* ASSIGNMENT
Output the listing below verbatim, without images.
=== EXCERPTED DATA ===
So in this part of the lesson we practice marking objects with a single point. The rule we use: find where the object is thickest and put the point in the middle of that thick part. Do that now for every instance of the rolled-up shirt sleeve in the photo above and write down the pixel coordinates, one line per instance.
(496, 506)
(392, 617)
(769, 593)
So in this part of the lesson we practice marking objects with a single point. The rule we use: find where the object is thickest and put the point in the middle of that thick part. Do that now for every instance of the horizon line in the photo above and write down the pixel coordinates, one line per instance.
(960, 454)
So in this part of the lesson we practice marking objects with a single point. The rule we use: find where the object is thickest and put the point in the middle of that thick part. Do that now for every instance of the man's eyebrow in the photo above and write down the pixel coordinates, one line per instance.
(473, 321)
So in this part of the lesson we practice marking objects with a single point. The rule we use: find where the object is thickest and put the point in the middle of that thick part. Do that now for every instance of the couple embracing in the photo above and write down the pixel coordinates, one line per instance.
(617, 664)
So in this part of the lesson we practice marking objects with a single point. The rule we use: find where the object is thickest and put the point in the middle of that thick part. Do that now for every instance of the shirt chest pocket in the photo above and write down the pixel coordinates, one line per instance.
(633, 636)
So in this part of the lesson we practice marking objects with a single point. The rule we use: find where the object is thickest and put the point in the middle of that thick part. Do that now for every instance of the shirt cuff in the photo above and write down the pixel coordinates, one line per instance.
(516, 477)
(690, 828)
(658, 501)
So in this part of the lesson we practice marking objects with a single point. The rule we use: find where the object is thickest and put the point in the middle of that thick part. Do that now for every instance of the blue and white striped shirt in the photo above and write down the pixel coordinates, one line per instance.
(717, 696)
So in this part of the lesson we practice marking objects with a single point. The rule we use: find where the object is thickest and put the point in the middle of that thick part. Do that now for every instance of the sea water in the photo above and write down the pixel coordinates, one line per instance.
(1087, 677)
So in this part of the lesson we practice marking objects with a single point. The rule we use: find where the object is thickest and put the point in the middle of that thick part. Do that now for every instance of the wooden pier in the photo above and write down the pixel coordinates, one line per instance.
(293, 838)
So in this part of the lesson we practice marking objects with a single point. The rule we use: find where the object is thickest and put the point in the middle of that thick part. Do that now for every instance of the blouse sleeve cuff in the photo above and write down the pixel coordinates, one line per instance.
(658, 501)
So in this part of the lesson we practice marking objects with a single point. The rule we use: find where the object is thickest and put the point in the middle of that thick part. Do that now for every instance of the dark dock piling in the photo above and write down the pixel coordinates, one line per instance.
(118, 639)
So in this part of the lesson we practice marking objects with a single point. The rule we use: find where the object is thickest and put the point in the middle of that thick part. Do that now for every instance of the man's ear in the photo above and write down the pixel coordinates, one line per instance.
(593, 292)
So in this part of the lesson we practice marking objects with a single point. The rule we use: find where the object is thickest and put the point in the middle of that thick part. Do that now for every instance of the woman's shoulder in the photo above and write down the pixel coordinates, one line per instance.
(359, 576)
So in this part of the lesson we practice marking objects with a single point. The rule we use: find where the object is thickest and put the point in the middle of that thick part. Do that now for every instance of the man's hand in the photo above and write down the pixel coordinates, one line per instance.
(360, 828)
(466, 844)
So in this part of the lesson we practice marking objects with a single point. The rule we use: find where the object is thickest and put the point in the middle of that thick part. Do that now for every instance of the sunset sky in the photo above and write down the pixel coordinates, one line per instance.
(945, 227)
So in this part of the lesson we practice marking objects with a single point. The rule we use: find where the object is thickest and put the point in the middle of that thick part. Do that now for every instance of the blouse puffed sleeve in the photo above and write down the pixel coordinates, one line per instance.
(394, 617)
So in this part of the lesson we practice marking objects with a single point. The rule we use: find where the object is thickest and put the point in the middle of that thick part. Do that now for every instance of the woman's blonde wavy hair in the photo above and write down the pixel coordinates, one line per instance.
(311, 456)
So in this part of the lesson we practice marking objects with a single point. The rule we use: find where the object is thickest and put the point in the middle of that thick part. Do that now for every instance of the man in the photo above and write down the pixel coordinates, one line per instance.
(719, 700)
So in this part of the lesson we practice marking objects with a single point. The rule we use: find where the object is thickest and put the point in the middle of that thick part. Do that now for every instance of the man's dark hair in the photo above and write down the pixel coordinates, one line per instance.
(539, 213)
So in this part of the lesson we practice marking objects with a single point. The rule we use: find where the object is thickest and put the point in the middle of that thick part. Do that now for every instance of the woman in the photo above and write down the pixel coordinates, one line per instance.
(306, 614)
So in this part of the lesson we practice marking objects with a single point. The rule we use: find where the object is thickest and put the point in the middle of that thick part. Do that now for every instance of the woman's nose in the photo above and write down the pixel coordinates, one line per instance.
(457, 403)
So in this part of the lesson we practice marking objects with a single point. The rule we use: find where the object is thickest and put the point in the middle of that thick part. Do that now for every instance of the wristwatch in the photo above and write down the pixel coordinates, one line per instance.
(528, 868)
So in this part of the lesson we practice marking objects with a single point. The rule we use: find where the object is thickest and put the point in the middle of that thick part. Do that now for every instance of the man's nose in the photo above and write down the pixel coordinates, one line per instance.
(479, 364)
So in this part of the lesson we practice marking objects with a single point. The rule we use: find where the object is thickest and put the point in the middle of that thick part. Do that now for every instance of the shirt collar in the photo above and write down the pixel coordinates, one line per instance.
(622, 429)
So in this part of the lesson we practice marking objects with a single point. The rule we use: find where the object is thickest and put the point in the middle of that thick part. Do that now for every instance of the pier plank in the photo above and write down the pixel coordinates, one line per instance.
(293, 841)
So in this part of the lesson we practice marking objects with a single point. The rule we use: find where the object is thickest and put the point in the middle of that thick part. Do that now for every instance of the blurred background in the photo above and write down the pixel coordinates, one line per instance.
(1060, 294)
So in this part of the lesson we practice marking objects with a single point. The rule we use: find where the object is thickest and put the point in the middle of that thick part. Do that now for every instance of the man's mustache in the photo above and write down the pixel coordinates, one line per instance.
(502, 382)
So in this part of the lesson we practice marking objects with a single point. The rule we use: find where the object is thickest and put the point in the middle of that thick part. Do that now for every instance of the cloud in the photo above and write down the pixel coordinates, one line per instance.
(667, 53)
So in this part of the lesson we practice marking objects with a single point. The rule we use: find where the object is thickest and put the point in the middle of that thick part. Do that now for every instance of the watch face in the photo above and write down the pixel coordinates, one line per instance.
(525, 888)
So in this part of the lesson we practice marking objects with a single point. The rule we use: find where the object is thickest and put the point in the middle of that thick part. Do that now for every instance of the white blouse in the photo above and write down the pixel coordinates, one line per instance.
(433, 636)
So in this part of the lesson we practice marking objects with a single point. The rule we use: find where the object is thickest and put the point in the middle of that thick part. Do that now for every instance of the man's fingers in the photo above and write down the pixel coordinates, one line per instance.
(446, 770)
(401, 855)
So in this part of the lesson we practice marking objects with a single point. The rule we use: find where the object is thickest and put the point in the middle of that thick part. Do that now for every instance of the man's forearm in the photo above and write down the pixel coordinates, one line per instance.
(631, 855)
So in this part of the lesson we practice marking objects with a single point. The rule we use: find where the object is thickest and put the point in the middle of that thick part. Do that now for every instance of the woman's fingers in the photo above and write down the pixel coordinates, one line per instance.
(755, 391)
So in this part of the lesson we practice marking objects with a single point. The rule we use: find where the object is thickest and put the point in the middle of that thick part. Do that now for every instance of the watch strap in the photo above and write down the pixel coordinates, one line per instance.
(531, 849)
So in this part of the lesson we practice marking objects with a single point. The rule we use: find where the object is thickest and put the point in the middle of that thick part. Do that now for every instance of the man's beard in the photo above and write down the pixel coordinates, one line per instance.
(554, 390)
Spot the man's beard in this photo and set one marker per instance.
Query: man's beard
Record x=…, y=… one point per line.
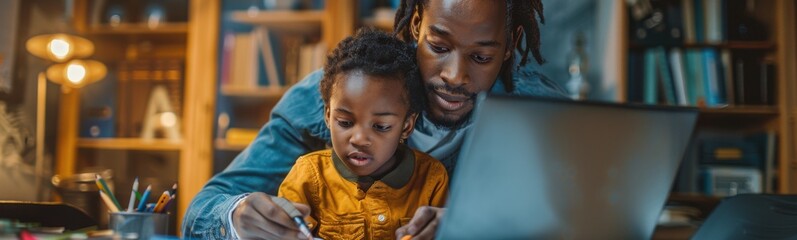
===
* EXERCISE RESPONSE
So in this part of the lesson we practice marking objects with a single point. The rule we use: find where the object is thickest and put the point in the middle of that thick part. Do that now for every instance of the rolled-up shirt sleeve in the photo above and write down the pixel coordinates, one line per instance.
(496, 506)
(392, 617)
(769, 593)
So in this part of the lesson we practice marking objects with a single point. The rule we use: find where the object is thickest and put the point in the middle of that thick part. Do that now for every instance of the horizon line in the photo above and write down the pixel coordinates, one line per instance.
(960, 454)
So in this part of the lesson we practice marking objects with a single point. The rule we use: find where the object is thickest and put the point in the middle of that thick part. Do that now for every instance of the man's eyebrow in the photo above and write down the pixel coordinates, one line per instance.
(473, 321)
So in this part of the lesson we practice marking objects with a single point. The rule we use: find where the object is thickest and put the point in the middle of that thick part. Do that now for every instance of the couple embracing in the photo above and write down the pixel coordinates, one line per instance.
(617, 664)
So in this part of the lesson we practice marking objects with a single point. The rule we use: find where the object is thickest and put the point in the middle of that thick part. Do that now for every instance of the shirt chest pocket in the photo above and write down the pixel coordinates, one line per instance.
(633, 636)
So in this part of the lesson we practice marking objects with a single point. The rule we use: find where the object is thickest and put the point in the middle of that thick part. Do that now for every instance of the shirt cuff in the photo above and write down the pixel coordinates, one line per instance.
(516, 477)
(690, 828)
(658, 501)
So in this part of the lesson we practice marking objects with a single point. The rule we use: find where the object is thickest and put the point in the middle of that thick part. Do that now for every instance of the blue and white striped shirt in the photo above and write down the pixel coordinates, one line per instance.
(717, 696)
So in this part of the lesson we practice marking objects with a single point. The rule we use: find where the object is thickest and put the point in the middle of that thick part. Do that now for every instance of the sea water in the photo above and write down the pixel coordinates, one line per instance.
(1087, 677)
So in this part of the lesson we practice marking objects with a single point. The rule we use: find where the object is thickest and put the point in the middle of that thick part. Do that now for every instance of the wooden pier in the photo above and write down the pixel coordinates, one line per instance.
(293, 838)
So in this part of the lesson we practice marking objects with a single point. The rule we use: find where the object is thickest and put the point in the middle of that thick part. Do that now for every instance of the blouse sleeve cuff in the photo above and write down the pixel coordinates, one line per instance.
(658, 501)
So in this part of the lesson we practice marking objects with a single point. The rule we use: find where the object is thickest and put the point in the middle of that thick part. Do that now for every instance of the dark dock piling in the photo above and write down the pixel coordinates, one line per instance.
(118, 639)
So in this part of the lesson we practice marking objects with a single point. The rule we use: find where the object is thickest and put the point in the middle of that thick part. Do that now for every instance of the man's ear in the photo above and write down the pixel coordinates, one line per instance.
(593, 292)
So in this part of the lesson we practice marking objects with a single point. The rule we use: find where the object is thickest and put the point in the middle of that thick part. Do that now for every instance of the woman's shoulder in the photo above and write down the pixel coordinates, one line per instance.
(359, 576)
So in this part of the lesson we practice marking objects with a single point. The rule we use: find where the object is thickest and put the point in the middle of that thick part. Do that now for every instance of the man's hand in the photo above and write down the pixel coordinates, one line per instance.
(360, 828)
(466, 844)
So in this part of the lesson we practice marking objects with a single point. The rule we use: find where the object is thickest and put the point in the middle of that thick part. Do that now for every instance of the sunset sky in the photo above and write down the pixel coordinates, one line per instance.
(945, 227)
So in this part of the lesson we practice marking objects with a single point. The rule we use: find where the object is thickest and put the point in the middle of that thick part. Do that now for every instance of the blouse puffed sleeve in the photo above and write down the pixel coordinates, one line per instance.
(394, 617)
So in this part of the lesson we practice marking objects with a single point. The rule we use: find where the object is thickest and put the point in the middle of that thick part. Do that now for every instance of the woman's blonde wavy hair in the photo above and write down the pixel coordinates, one line per instance.
(311, 456)
So in this part of the lesson we practice marking objects with a single point. The rule we use: find where the object is thickest and put the point in the middle of that thick part. Do that now for every instance of the man in the photo above and write down the pixel coordinates, one line per instance.
(719, 700)
So in this part of the lesson we practice marking objects with a single point. The rule we use: find where the object is thickest and put the point in the middle of that thick part. Do that now for every instance of the man's dark hair in the photo above and write down the pixel coordinates, one line per instance.
(539, 213)
So in this part of the lesson we practice marking objects with a single point. The rule we use: find where the object is thickest and put the point in the middle of that thick part. Do that now for every instance of the woman in the photo above and write down the pixel coordinates, one line per instance.
(306, 614)
So in this part of the lesson we practice marking objects with a single point. The rule we use: find where the object is thickest and put the point in the middle of that thick part. Do that now for every instance of the woman's nose in the photo above and write down the pixel coordinates, one line per instance.
(457, 403)
So in this part of the lesson we practice marking objects with a single point. The rule we use: find where the object is thickest and put the point in the middle of that thick part. Do that now for every instance of the wristwatch in the photo above and write down the pixel coordinates, one line per instance.
(528, 868)
So in this part of the lesson we practice marking objects with a single point. The rule we use: find where the object is thickest and put the point in the middle of that thick part. Do that now for every instance of the man's nose in the photo above and write down the pixel coordinates, one line per instance.
(479, 364)
So in this part of the lesson we practice marking objects with a single point. The rule we use: find where the object is thickest and put the point in the middle of that thick part. Do that now for every instance of the shirt collar in the photo above and write down the pixel coordinates, one line per instance.
(622, 429)
So in this part of the lesson we practice marking objects with a single point. The rule we use: find where the object is thickest and put the point in the middle of that thick part. Do that now for every instance of the pier plank in the photo above and write down the pixel coordinates, one line per instance.
(293, 841)
So in this part of the lesson we practice marking objects with a single point. The rule we use: find where the object is thickest and put the point in the middle of that thick part. Do that now for every instance of the blurred background in the photo above and write down the pixel coordinates, one line per instance.
(1060, 294)
So in this part of the lesson we practice marking objects with a single point. The rule we use: find where the object is thickest and put the point in the middle of that thick part. Do that now for every instance of the man's mustache in the photo above and write down the pixel coordinates, one line per instance.
(502, 382)
So in this part of the lesson we practice marking objects with a single point. The rule we use: find where the object is thickest and put the point in the middle of that thick part. Do that now for every instance of the cloud in the photo above and write down the pixel coordinates, one line per instance.
(667, 53)
So in this part of the lesson we practice marking objects with a single point. The rule we use: find where the object is thickest and put the point in the middle of that thick part. Do that now for every instance of the watch face in the photo above and write down the pixel coordinates, one line per instance.
(525, 888)
So in this part of the lesson we practice marking objects with a single point. The rule we use: find where the object is thickest and put the point in the middle of that thick part. Do that now for every instance of the white blouse in the photo above and write down the pixel coordinates, one line per instance.
(433, 636)
So in this part of the lesson we practice marking objects with a single point. The rule we use: find where the object is thickest and put the point in the middle of that thick part. Do that now for every instance of the man's fingers in the photo above and write down the pixel coordinates, one line per instance.
(446, 770)
(401, 855)
So in this part of the lesson we practice marking objects with a single point. The rule we use: find where the object is thickest and put the point in the middle of that thick part. Do that now for every instance of the man's forearm in the photo above and write down the pixel coordinates, one line per instance.
(631, 855)
So in this part of the lesson we practice marking objects with a single point. The rule we use: find where the object is thickest and put the point in the middle of that thick part. Do that now for every instance of the woman's fingers in the photo above and write down the pixel coordinates, one line per instance.
(755, 391)
So in this part of the lesson we practice marking objects with a single point. The rule we use: find where the object is thickest and put the point in the middle of that thick part. Do that now for every instance of the watch strap in the photo above and write down the pixel coordinates, one line per instance.
(531, 849)
So in this part of the lesson we practice marking objects with a single point. The rule we use: find where the object is thickest and put the point in the middle of that thick part. Do that now for every instance of the man's beard in the photo above and write down the pixel coordinates, one line per instance.
(554, 390)
Spot the man's beard in this photo and set one marker per instance.
Query: man's beard
Record x=…, y=… one point per line.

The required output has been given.